**Problem description:**
When the line containing "For practice, label the girl's ear" is found in the data below, copy it and each line after it through the line containing "For practice, label the single", exactly and with no others.

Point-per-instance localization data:

--- START ---

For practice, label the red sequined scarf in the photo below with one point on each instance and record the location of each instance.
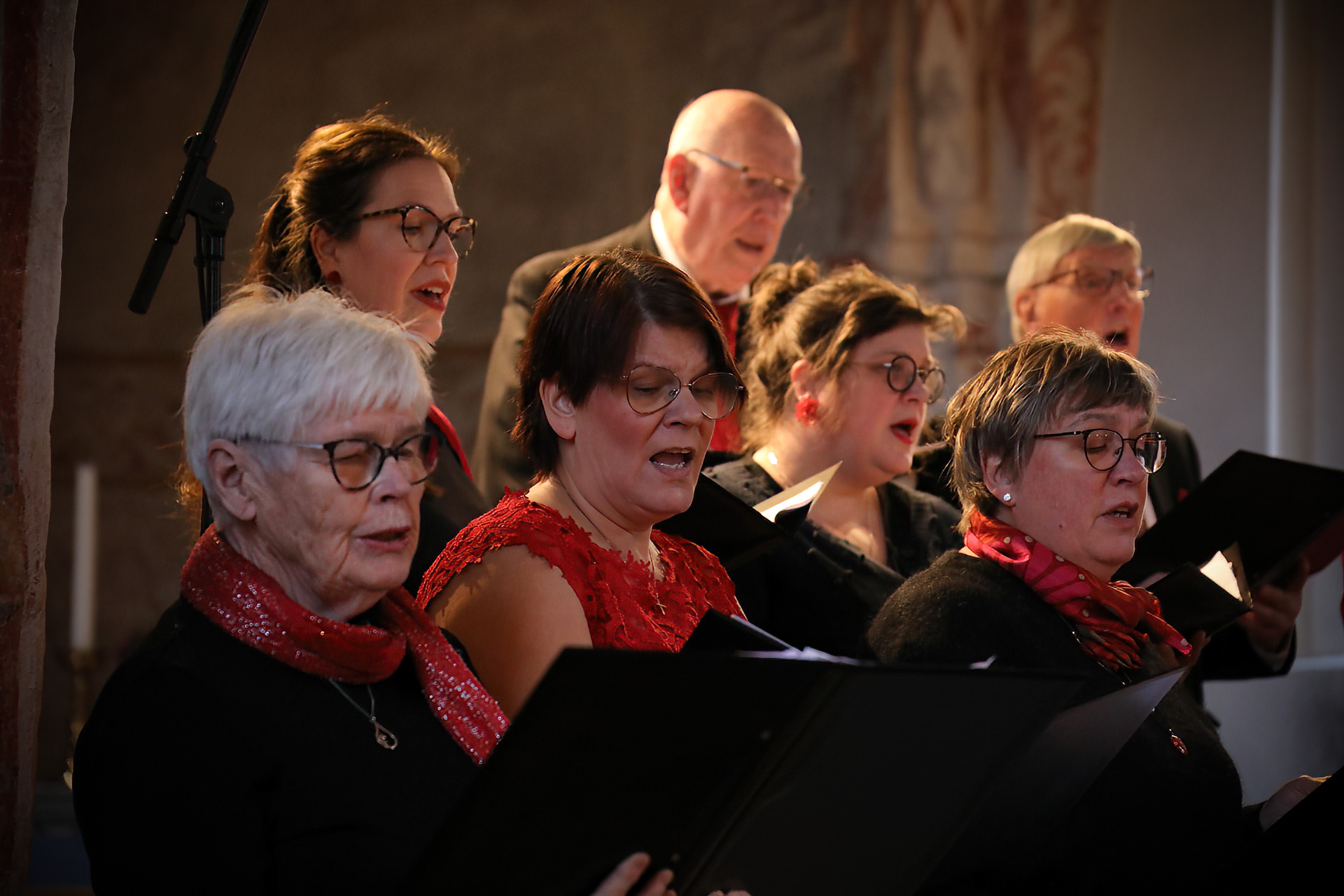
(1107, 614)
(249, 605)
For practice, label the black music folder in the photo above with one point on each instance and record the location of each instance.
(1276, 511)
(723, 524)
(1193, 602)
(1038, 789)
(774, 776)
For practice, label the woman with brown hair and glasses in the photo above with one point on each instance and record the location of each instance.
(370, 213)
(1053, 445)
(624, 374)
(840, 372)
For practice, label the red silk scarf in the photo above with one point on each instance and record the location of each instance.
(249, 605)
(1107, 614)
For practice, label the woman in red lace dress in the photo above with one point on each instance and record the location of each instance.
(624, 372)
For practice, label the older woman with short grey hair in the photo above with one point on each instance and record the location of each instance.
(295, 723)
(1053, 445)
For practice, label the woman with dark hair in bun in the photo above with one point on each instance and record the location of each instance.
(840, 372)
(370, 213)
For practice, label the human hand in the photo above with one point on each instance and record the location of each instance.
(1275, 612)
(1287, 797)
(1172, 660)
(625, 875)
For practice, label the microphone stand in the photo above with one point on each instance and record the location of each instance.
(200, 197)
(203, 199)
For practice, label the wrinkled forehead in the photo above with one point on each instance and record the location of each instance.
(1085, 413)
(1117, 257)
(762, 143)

--- END ---
--- START ---

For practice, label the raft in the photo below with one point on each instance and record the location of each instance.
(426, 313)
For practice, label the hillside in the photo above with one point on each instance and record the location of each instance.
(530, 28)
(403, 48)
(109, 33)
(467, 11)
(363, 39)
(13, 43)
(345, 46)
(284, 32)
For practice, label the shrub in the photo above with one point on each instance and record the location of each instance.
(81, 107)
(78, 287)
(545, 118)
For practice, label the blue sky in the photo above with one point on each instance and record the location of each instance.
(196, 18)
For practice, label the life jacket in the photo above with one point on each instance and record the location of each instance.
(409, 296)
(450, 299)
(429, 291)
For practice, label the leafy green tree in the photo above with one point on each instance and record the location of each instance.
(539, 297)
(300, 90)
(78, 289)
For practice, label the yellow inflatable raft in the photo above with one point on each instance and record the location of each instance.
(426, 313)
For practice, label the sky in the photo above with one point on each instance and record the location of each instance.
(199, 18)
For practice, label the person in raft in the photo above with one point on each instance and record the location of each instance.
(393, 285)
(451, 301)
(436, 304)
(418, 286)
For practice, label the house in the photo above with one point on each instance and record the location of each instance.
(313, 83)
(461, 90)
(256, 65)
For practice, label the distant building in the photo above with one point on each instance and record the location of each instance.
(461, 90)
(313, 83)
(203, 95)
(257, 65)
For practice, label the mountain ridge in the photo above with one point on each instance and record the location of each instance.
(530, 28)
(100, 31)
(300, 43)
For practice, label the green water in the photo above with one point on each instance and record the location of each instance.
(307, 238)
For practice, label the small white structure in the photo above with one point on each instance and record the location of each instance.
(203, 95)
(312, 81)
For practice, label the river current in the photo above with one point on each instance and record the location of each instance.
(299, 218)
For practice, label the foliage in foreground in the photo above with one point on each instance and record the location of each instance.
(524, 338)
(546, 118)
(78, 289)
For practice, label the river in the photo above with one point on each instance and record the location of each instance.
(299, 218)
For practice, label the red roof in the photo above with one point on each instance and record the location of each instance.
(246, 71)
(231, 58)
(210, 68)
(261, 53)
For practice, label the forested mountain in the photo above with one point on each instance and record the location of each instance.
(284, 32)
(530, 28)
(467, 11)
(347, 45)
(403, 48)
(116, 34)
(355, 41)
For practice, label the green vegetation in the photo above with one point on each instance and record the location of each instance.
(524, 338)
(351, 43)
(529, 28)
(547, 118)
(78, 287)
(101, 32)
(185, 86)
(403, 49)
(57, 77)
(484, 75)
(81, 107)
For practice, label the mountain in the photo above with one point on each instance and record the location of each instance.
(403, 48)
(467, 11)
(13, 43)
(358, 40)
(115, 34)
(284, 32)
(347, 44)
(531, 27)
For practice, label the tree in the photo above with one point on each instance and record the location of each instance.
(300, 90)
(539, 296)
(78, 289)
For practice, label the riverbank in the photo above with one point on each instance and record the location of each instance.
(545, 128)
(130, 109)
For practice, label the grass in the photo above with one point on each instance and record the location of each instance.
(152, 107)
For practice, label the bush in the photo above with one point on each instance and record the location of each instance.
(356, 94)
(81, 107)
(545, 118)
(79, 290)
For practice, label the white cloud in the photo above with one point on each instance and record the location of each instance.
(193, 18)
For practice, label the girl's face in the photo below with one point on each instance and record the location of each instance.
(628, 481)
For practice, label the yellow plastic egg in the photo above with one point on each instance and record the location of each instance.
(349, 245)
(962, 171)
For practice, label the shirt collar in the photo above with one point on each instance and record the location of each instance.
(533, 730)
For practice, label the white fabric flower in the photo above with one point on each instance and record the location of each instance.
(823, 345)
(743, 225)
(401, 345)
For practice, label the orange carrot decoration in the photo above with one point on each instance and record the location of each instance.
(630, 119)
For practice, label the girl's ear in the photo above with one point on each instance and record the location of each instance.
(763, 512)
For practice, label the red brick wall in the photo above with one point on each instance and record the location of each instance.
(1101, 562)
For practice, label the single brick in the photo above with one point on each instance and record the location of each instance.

--- END ---
--- START ---

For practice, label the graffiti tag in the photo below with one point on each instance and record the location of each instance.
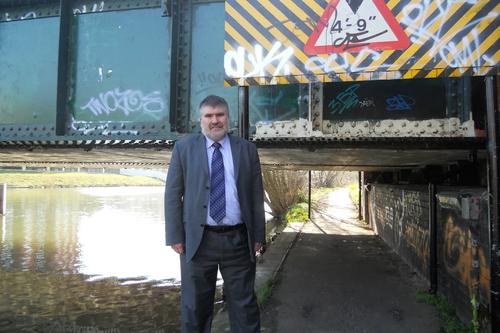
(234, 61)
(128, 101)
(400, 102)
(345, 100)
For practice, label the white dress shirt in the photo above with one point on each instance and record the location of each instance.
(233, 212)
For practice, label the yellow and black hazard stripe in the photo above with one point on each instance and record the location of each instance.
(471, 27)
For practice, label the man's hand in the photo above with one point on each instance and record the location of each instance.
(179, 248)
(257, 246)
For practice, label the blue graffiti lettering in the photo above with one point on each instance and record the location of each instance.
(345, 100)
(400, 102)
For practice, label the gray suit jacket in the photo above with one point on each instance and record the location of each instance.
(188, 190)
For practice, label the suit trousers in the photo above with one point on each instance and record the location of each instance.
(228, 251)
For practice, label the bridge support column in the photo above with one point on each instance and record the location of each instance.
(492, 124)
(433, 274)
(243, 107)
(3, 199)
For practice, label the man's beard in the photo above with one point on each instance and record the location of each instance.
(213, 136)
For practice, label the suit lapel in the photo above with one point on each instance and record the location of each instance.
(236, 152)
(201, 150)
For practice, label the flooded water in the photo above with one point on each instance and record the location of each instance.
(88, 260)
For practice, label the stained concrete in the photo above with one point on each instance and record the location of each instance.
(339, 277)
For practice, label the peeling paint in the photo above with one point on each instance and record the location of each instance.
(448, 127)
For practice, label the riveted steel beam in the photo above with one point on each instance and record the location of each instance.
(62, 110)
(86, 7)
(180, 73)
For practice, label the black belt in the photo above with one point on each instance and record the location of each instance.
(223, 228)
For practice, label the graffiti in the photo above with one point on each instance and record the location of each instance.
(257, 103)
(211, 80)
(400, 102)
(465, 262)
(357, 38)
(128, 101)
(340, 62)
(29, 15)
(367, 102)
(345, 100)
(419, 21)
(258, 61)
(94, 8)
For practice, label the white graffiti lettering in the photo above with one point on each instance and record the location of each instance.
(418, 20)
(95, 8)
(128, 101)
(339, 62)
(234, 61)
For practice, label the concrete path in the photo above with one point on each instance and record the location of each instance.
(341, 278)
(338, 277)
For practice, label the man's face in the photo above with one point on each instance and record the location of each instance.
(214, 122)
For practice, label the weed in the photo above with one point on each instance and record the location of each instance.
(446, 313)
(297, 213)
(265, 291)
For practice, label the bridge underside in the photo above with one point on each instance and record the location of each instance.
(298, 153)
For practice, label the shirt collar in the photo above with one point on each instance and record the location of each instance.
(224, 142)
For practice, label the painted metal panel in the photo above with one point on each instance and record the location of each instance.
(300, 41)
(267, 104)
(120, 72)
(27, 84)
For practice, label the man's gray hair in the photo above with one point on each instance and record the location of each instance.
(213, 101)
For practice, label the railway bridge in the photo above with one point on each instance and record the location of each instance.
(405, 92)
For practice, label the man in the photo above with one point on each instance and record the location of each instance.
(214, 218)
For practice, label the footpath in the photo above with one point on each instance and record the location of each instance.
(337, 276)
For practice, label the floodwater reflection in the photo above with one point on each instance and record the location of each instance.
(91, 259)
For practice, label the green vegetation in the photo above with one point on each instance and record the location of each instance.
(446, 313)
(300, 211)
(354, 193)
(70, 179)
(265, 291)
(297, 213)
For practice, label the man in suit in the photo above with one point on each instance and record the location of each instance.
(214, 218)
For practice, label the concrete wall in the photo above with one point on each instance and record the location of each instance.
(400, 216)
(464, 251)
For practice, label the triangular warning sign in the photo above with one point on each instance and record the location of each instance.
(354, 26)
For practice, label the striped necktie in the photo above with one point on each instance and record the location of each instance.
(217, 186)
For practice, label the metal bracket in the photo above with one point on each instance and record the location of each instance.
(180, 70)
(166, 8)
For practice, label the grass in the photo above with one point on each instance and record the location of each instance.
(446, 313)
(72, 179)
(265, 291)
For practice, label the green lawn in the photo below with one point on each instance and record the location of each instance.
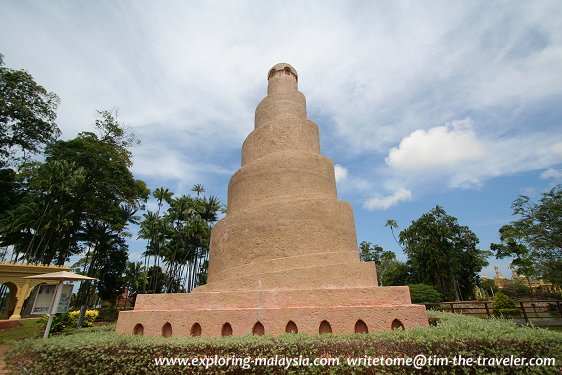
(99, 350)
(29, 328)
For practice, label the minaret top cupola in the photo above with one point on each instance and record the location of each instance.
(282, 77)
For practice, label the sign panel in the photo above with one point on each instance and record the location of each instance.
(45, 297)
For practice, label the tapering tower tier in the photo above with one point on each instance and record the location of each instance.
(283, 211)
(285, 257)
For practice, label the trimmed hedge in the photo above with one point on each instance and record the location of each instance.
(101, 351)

--- END ---

**Written response:**
For practice, label the girl's ear in the photo above with one point on each instance and record the location of each instance.
(763, 512)
For practice, label the red brick wall in the photo above with one point on each instance and record the location of each instance.
(1101, 562)
For practice, label the single brick in the photo above with one point on each instance and record the location of each instance.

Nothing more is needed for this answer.